(Raw entries)
_ _ _ _

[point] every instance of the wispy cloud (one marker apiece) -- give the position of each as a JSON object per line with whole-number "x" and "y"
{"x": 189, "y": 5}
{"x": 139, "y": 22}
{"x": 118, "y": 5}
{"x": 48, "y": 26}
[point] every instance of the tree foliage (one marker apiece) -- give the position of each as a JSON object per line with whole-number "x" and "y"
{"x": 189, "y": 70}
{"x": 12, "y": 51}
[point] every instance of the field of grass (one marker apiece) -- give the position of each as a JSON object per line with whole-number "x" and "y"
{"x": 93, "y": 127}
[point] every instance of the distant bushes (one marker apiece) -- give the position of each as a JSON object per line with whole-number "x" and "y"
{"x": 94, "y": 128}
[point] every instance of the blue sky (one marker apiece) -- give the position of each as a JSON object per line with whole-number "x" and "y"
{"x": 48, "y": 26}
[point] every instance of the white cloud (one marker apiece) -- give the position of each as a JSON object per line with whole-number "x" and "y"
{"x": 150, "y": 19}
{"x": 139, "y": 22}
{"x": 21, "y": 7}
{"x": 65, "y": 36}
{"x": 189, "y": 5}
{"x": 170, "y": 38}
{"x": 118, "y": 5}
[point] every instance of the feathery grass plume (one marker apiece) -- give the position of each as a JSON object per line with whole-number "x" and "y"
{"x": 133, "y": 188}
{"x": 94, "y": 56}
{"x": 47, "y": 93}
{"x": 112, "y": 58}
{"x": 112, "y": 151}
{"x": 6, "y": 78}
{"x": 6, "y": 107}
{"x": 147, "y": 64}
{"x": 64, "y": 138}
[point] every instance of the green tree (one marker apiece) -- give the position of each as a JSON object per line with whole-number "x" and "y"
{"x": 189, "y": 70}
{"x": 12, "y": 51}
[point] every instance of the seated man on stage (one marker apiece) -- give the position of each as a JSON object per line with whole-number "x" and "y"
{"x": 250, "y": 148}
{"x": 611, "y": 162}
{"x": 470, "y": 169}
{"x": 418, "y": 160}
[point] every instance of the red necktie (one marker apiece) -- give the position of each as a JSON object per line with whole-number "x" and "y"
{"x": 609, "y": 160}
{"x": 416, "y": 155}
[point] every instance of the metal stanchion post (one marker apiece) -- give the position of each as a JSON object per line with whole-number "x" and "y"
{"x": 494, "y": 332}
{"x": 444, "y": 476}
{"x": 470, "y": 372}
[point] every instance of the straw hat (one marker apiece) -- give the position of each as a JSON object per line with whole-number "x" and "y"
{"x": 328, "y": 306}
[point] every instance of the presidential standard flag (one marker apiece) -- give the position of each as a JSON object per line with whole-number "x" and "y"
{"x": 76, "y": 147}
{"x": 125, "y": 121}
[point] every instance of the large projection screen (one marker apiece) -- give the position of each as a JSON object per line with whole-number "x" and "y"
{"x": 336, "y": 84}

_ _ _ _

> **EXERCISE AIM**:
Reproduce verbatim the lines of the entries above, beginning with the line containing "[point] every instance of the straw" and continuing through the final line of the entries, inclusive.

> **REPLY**:
[point] every instance of the straw hat (one marker apiece) -- give the position of each as a JSON object per line with whole-number "x" and "y"
{"x": 328, "y": 306}
[point] every instance of the presidential standard flag (one marker apiece) -- give the position of each as a JSON object per line with whole-number "x" and "y"
{"x": 76, "y": 147}
{"x": 125, "y": 121}
[point] every instance of the large projection screen (one marker apiece) -- give the position of each as a JSON object per line with whole-number "x" and "y"
{"x": 336, "y": 84}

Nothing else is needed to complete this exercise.